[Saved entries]
━━━━━━━━━━━━━━━━━━━━━━━━━━━━━━

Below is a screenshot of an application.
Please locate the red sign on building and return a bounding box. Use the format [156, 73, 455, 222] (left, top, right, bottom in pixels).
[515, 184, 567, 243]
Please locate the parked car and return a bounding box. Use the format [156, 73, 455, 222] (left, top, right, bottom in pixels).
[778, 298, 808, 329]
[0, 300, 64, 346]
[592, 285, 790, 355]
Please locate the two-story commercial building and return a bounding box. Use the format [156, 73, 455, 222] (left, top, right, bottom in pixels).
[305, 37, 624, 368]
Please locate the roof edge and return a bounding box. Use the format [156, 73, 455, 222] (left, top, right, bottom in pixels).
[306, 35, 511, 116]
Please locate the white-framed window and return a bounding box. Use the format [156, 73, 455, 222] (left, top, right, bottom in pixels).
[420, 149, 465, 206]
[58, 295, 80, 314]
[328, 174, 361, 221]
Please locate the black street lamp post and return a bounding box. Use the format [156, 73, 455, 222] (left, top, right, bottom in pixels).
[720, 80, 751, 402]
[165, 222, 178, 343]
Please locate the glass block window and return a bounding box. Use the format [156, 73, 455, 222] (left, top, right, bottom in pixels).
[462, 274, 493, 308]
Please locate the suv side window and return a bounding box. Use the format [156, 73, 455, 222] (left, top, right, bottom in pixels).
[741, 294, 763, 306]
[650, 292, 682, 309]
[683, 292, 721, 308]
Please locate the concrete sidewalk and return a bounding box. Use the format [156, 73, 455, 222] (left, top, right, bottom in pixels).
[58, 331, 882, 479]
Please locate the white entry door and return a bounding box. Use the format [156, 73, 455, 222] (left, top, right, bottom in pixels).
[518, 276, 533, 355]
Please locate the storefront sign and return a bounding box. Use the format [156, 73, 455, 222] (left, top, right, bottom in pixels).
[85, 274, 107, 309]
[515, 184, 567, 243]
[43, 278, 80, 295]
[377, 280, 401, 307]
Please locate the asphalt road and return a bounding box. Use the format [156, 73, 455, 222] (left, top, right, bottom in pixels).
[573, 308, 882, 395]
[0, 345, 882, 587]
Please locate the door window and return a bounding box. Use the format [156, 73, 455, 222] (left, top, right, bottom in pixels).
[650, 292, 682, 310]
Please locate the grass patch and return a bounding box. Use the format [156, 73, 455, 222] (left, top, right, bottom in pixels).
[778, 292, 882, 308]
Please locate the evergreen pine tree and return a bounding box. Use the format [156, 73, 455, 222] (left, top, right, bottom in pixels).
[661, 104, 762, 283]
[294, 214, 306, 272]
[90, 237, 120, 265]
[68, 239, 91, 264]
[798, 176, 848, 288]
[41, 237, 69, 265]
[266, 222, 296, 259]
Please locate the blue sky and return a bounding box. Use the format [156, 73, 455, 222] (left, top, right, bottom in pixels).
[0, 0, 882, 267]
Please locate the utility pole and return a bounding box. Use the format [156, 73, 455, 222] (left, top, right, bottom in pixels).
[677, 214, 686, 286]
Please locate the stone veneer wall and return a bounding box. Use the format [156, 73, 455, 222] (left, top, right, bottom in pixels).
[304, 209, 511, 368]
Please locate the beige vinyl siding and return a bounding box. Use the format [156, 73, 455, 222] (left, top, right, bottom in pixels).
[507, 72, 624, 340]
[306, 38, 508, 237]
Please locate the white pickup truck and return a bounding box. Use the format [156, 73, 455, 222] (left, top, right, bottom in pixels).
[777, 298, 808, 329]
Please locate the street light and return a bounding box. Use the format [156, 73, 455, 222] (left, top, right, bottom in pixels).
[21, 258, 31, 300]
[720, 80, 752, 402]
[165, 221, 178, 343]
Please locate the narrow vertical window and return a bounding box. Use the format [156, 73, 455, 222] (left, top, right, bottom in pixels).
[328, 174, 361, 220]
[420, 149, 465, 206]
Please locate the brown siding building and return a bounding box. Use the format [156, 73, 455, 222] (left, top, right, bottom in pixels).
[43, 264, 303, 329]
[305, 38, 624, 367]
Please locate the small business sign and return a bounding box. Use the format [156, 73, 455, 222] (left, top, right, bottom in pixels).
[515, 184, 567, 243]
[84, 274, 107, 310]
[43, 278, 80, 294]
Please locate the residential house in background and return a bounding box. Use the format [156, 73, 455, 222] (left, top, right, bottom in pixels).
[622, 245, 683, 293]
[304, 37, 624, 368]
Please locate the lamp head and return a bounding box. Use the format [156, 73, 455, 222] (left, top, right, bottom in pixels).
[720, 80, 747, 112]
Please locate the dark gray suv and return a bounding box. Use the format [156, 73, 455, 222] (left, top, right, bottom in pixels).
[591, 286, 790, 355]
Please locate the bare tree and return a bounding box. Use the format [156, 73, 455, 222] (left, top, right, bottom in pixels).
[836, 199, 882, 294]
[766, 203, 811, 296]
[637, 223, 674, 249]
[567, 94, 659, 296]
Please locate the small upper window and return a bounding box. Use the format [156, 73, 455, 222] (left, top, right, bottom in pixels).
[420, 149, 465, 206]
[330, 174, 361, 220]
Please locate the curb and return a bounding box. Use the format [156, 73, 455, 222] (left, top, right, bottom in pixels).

━━━━━━━━━━━━━━━━━━━━━━━━━━━━━━

■ **What you should do**
Copy out every line of the listing above, character for character, without changing anything.

■ **Exercise result**
Below is a screenshot of an application.
Please locate the red sign on building and return a bounding box. Use the format [156, 73, 455, 222] (left, top, right, bottom in pixels).
[515, 184, 567, 243]
Please locate the parked car and return a bounding box. Use the format [156, 73, 455, 222] (left, top, right, bottom in pixels).
[778, 298, 808, 329]
[0, 300, 64, 346]
[592, 285, 790, 355]
Please locate the two-story commercial building and return a bounding box. Use the format [156, 73, 455, 222] (left, top, right, bottom in pixels).
[305, 37, 624, 368]
Please locate the roof edge and return a bounding box. Use the format [156, 73, 455, 222] (left, top, right, bottom in pixels).
[306, 35, 511, 116]
Please locate the white-framed window and return a bounding box. Use the format [156, 73, 455, 222] (left, top, right, bottom in pixels).
[420, 149, 465, 206]
[58, 295, 80, 314]
[328, 174, 361, 221]
Please locate the black street lamp post and return a bounding box. Use the format [156, 73, 455, 222] (left, top, right, bottom in pixels).
[720, 80, 751, 402]
[165, 222, 178, 343]
Please locate the glass block window and return a bounding box. Use the format [156, 73, 455, 222] (left, top, right, bottom in pixels).
[462, 274, 493, 308]
Please locate the suv side window and return a bounding box. Use the format [156, 73, 455, 222] (left, top, right, bottom in pixels).
[741, 294, 763, 306]
[650, 292, 682, 309]
[683, 292, 721, 308]
Please locate the concrete sidewalk and return a bounding box. Use the format [156, 73, 455, 222] (left, top, right, bottom in pixels).
[58, 331, 882, 479]
Please locate the white entry door and return a bounding box. Use the format [156, 73, 455, 222] (left, top, right, bottom in pixels).
[518, 276, 533, 355]
Please locate the storefront sign and return a bounding box. Use the format [156, 73, 455, 222] (left, top, right, bottom in pixels).
[85, 274, 107, 309]
[515, 184, 567, 243]
[43, 278, 80, 295]
[377, 280, 401, 307]
Please locate the asphalt road and return a bounding box. Use the format [156, 73, 455, 222] (left, top, right, bottom in pixels).
[573, 308, 882, 395]
[0, 345, 882, 587]
Please locate the door window and return a bounding box. Use the format [156, 73, 455, 222] (left, top, right, bottom in pixels).
[650, 292, 682, 310]
Please locate the grass patch and return a bounding box. Use the format [156, 73, 455, 222] (left, top, right, bottom in pixels).
[778, 292, 882, 308]
Please locate the evergreen pine tree and return a bounding box. Use the format [156, 73, 455, 222] (left, top, right, bottom in pixels).
[661, 104, 762, 283]
[294, 214, 306, 272]
[90, 237, 120, 265]
[68, 239, 91, 264]
[798, 176, 848, 288]
[41, 237, 69, 265]
[266, 222, 296, 259]
Please locate the blue sky and return a bounding box. Use the format [156, 73, 455, 222] (left, top, right, bottom in pixels).
[0, 0, 882, 267]
Please locate the utility pole and return a bounding box. Use the format [156, 73, 455, 222] (left, top, right, bottom in pixels).
[677, 214, 686, 286]
Please locate the stone veneer wall and return a bounding box. Use the format [156, 73, 455, 222] (left, top, right, bottom in pixels).
[304, 209, 511, 368]
Please locate the beige vinyl siding and return a bounding box. Use the format [156, 73, 455, 222] (left, top, right, bottom in pixels).
[507, 72, 624, 340]
[306, 38, 508, 237]
Please locate the white pickup truck and return a bounding box. Use the format [156, 73, 455, 222] (left, top, right, bottom in pixels).
[777, 298, 808, 329]
Please locate the street light and return a bounding box. Use the format [156, 73, 455, 222] (left, top, right, bottom in pixels).
[21, 258, 31, 300]
[720, 80, 752, 402]
[165, 221, 178, 343]
Please locate the narrow vertical window and return a bounding box. Use the format [156, 73, 455, 222] (left, top, right, bottom in pixels).
[328, 174, 361, 220]
[420, 149, 465, 206]
Please locate the brown siding building and return a bounding box. Use the format [156, 73, 455, 222] (left, top, right, bottom in pixels).
[43, 264, 303, 329]
[305, 38, 624, 367]
Please locate the small business sign and return a bounding box. Use the format [156, 73, 455, 222] (left, top, right, bottom in pixels).
[515, 184, 567, 243]
[84, 274, 107, 310]
[43, 278, 80, 294]
Please locate the residential house in background and return a bounding box. Use the format [156, 73, 455, 222] (left, top, right, bottom in pixels).
[622, 245, 683, 293]
[304, 37, 624, 368]
Please locate the lamp head and return a bounding box. Use the format [156, 73, 455, 222] (left, top, right, bottom in pixels).
[720, 80, 747, 112]
Please locate the dark gray suv and return a bounding box. Use the format [156, 73, 455, 222] (left, top, right, bottom in pixels).
[591, 286, 790, 355]
Please locate the bare tree and return a bounding box. Use the format [156, 73, 455, 222] (left, top, right, bottom in pixels).
[836, 199, 882, 294]
[766, 203, 811, 296]
[637, 223, 674, 249]
[567, 94, 659, 296]
Please locate the small upper window and return a bounding box. Use the format [156, 73, 455, 222] (left, top, right, bottom in pixels).
[420, 149, 465, 206]
[330, 174, 361, 220]
Please locate the curb and return a bounding box. Use the format [156, 73, 455, 222] (left, top, right, bottom in pixels).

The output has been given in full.